___ MATERIAL TO PROCESS
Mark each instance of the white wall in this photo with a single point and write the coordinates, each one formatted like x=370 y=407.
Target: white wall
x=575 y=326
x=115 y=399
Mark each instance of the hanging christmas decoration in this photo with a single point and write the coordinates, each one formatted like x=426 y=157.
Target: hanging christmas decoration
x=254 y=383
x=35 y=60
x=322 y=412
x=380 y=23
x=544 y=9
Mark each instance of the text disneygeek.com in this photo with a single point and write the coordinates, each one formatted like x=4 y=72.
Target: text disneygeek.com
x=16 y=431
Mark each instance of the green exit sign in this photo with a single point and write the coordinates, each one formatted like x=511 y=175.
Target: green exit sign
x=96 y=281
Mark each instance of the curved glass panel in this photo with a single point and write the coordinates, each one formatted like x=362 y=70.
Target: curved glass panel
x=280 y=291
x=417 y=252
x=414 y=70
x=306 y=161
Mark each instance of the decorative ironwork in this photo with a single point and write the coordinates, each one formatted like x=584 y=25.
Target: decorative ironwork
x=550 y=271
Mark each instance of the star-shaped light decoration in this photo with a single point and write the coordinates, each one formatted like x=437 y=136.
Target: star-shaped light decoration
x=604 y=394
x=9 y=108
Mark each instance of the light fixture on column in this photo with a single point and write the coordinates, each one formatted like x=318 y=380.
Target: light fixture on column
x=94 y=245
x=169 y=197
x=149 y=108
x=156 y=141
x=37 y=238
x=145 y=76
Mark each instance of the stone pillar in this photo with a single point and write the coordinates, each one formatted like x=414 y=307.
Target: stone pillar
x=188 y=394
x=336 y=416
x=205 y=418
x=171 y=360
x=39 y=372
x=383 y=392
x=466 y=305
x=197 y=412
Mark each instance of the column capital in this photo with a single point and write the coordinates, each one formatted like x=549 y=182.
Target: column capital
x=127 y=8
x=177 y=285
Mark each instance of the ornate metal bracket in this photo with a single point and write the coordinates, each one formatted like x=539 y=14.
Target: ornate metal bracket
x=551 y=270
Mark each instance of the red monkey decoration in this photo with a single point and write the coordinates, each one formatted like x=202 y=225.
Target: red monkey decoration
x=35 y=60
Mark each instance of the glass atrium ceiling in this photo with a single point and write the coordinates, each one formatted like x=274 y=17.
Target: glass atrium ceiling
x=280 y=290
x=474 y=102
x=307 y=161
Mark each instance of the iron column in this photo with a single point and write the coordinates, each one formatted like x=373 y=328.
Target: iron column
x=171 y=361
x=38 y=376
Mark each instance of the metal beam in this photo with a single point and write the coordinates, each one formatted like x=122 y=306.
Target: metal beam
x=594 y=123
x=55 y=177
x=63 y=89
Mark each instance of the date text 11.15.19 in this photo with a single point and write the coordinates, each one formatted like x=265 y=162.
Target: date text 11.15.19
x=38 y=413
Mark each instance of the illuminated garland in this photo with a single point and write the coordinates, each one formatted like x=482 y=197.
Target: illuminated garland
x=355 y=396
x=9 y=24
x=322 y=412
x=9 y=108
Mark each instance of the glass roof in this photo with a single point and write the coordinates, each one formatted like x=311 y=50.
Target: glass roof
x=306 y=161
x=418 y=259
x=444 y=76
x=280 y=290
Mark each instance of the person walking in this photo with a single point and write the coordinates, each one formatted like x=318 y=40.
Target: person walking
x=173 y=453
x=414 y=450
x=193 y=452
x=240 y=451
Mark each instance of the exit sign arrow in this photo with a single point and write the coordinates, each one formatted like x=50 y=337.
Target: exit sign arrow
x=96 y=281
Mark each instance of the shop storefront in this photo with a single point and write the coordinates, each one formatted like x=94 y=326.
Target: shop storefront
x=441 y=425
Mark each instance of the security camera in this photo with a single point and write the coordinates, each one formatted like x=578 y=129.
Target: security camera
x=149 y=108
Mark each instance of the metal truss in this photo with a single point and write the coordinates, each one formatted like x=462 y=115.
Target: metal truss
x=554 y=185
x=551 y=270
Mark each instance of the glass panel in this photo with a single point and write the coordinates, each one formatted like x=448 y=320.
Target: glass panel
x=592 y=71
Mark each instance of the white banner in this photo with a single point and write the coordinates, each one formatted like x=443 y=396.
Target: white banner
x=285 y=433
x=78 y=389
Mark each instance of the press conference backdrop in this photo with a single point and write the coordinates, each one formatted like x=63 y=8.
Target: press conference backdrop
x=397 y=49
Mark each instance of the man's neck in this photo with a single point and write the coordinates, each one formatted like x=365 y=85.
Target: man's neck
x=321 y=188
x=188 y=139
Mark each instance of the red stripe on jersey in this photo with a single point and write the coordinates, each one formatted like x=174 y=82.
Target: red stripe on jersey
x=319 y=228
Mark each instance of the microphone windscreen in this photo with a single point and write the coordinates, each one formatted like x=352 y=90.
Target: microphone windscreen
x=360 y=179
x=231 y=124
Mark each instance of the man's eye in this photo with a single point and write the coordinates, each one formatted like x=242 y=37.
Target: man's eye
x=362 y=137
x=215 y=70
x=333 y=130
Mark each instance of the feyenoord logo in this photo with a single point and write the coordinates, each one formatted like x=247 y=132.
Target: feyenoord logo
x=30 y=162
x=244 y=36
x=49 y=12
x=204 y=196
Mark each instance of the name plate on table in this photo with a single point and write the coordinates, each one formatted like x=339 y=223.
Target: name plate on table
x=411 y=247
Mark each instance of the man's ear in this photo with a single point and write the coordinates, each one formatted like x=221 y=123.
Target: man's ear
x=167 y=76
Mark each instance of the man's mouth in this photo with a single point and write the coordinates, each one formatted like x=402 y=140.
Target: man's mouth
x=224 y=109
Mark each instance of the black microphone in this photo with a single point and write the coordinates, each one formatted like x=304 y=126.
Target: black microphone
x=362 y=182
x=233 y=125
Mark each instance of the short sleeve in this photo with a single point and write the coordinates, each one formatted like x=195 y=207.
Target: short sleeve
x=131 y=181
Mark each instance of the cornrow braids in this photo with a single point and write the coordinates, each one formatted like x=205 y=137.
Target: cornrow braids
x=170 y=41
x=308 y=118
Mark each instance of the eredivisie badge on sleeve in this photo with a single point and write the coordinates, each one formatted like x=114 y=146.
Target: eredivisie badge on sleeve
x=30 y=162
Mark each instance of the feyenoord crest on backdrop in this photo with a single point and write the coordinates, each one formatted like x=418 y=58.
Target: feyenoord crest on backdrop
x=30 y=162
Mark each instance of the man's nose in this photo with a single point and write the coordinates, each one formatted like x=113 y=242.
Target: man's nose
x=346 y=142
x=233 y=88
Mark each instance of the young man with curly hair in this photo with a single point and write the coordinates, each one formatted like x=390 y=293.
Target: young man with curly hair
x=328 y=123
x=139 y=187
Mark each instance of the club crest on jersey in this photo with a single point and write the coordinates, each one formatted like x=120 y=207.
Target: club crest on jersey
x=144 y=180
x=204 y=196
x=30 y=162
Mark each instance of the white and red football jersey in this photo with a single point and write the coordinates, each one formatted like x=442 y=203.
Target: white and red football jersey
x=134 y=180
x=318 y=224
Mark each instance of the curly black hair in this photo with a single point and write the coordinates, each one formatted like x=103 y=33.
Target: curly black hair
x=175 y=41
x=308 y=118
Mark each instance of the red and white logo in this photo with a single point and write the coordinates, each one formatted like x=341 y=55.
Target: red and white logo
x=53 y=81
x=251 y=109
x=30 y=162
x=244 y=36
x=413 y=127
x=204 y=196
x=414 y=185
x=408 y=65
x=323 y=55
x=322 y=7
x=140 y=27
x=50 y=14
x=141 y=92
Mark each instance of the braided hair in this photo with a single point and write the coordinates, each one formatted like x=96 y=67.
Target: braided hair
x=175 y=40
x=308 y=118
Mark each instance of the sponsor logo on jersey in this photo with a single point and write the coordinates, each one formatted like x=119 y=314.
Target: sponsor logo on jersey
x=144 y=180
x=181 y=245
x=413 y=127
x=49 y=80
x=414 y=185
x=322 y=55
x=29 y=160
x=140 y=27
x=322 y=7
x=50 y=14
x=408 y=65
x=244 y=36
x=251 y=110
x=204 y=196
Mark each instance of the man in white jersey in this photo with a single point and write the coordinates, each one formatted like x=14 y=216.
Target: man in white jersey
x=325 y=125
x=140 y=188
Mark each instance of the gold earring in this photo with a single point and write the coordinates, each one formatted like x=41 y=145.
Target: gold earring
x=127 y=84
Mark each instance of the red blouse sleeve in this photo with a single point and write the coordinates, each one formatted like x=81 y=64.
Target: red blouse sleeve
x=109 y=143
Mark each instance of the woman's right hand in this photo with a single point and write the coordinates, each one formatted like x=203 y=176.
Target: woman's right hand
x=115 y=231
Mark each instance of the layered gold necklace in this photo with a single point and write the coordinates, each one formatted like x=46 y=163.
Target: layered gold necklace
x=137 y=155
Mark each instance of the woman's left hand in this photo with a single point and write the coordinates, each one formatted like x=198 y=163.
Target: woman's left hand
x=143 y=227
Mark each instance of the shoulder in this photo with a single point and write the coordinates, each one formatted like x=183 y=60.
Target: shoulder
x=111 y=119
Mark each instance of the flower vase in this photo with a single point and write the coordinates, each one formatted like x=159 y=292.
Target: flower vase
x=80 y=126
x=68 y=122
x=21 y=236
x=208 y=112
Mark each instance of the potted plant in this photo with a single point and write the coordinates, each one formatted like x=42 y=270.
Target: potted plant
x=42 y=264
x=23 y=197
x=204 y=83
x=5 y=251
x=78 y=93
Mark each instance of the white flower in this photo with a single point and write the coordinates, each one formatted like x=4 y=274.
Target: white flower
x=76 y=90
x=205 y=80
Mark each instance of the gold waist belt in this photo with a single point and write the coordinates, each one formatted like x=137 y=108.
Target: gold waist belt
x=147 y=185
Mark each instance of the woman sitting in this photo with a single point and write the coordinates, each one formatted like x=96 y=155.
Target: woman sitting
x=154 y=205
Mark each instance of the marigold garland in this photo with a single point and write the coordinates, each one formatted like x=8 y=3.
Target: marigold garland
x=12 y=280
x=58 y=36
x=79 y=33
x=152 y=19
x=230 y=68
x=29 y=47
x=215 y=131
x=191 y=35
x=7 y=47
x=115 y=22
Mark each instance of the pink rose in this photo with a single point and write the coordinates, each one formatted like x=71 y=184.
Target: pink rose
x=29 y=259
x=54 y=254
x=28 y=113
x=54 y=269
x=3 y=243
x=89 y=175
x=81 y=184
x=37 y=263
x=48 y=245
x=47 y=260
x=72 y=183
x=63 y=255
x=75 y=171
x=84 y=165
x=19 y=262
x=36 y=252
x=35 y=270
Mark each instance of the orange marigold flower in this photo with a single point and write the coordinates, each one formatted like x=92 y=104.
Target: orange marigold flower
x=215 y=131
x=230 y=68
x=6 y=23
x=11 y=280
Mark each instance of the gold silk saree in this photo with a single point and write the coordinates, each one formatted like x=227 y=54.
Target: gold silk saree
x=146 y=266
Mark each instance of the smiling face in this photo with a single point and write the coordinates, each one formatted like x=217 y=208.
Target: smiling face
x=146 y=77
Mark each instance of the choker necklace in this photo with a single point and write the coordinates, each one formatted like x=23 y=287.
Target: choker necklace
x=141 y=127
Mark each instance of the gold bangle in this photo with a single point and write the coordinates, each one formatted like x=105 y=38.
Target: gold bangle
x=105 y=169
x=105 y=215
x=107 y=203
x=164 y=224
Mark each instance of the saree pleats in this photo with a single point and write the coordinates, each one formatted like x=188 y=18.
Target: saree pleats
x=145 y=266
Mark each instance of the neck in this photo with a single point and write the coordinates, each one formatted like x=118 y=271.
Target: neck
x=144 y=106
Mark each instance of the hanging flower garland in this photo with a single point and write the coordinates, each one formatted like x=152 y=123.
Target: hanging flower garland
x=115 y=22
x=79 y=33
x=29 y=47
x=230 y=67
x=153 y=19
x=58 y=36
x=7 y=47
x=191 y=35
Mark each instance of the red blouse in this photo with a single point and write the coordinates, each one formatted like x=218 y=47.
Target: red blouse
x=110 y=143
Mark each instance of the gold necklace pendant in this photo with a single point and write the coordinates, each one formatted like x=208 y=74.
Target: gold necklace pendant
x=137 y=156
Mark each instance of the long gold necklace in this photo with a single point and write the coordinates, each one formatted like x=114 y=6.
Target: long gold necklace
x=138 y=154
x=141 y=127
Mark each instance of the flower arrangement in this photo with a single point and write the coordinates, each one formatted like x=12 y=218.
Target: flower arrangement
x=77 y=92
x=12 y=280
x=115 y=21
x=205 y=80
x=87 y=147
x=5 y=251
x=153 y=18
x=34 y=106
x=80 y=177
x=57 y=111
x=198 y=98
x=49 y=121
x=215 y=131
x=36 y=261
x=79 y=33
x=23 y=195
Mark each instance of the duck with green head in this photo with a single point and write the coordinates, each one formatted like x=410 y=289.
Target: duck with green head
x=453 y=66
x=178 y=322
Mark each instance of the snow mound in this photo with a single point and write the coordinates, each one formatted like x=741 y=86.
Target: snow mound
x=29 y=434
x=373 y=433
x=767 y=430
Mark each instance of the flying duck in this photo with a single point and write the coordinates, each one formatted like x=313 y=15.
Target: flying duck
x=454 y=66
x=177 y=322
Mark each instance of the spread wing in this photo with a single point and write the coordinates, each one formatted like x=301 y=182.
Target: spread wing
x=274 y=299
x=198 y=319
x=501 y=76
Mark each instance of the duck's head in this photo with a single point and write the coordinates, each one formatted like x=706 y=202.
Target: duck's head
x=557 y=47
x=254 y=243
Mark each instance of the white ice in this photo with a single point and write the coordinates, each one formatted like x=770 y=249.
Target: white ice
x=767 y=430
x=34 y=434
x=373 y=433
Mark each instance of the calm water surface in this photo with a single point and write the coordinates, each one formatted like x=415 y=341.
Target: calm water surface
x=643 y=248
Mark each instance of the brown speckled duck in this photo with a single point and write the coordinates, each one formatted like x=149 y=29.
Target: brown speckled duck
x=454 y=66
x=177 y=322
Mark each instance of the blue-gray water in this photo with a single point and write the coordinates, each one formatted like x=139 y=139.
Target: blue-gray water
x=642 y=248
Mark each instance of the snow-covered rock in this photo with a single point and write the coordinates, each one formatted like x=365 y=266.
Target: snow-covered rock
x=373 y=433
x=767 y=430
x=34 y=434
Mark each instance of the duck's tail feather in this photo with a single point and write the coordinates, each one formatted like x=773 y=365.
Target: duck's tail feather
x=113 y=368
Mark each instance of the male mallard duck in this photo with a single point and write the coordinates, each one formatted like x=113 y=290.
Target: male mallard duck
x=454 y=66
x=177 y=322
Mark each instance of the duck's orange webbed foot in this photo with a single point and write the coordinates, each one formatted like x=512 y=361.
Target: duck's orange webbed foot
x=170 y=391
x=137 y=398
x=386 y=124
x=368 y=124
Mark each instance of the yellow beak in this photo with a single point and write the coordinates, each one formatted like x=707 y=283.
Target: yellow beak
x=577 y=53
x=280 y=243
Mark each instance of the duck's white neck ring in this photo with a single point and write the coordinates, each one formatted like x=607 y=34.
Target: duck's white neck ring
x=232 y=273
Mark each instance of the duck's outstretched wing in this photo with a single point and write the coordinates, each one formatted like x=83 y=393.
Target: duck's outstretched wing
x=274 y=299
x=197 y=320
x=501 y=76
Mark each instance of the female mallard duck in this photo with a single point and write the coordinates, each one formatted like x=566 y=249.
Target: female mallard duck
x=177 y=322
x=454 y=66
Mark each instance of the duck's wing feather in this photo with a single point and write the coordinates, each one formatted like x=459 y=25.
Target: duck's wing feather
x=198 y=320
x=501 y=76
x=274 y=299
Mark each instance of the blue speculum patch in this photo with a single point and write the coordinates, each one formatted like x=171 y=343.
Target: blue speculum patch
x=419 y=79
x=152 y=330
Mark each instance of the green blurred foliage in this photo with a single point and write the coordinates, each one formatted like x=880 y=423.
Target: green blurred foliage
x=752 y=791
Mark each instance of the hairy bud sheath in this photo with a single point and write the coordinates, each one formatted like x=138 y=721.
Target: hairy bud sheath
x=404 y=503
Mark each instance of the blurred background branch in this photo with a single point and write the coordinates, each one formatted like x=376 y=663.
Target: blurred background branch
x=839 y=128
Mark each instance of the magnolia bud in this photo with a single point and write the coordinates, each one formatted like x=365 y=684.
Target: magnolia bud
______
### PROMPT:
Edit the records starting with the line with "Mark each instance of the black" and going on through the line with "x=139 y=187": replace "cornrow braids" with "braided hair" wherever it occurs, leave everything else unchanged, and give only those lines.

### SOLUTION FOR THIS PROBLEM:
Mark each instance of the black microphone in this photo with a single point and write the coordinates, each one formatted like x=304 y=126.
Target: black microphone
x=362 y=182
x=233 y=125
Mark each instance of the short sleeve in this photo with a single point and write the coordinates, each one formatted like x=195 y=207.
Target: short sleeve
x=131 y=181
Mark each instance of the braided hair in this photo with a single point and write the coordinates, each one formatted like x=205 y=137.
Target: braided hair
x=170 y=41
x=308 y=118
Mark each instance of the eredivisie badge on sleeve in this photo with a single point and write the coordinates, each one formatted like x=114 y=146.
Target: eredivisie badge on sleeve
x=30 y=162
Mark each instance of the feyenoord crest on backdrop in this photo with a single point and write the coordinates, each one formatted like x=418 y=58.
Target: feyenoord crest on backdrop
x=30 y=162
Mark each instance of the man's nose in this photo with a single point and write the coordinates, each one formatted like x=113 y=242.
Target: man's nose
x=346 y=142
x=233 y=88
Mark each instance of the young man with curly hair in this photo with a single point and write the coordinates, each one formatted like x=390 y=293.
Target: young man with curly hair
x=328 y=123
x=139 y=187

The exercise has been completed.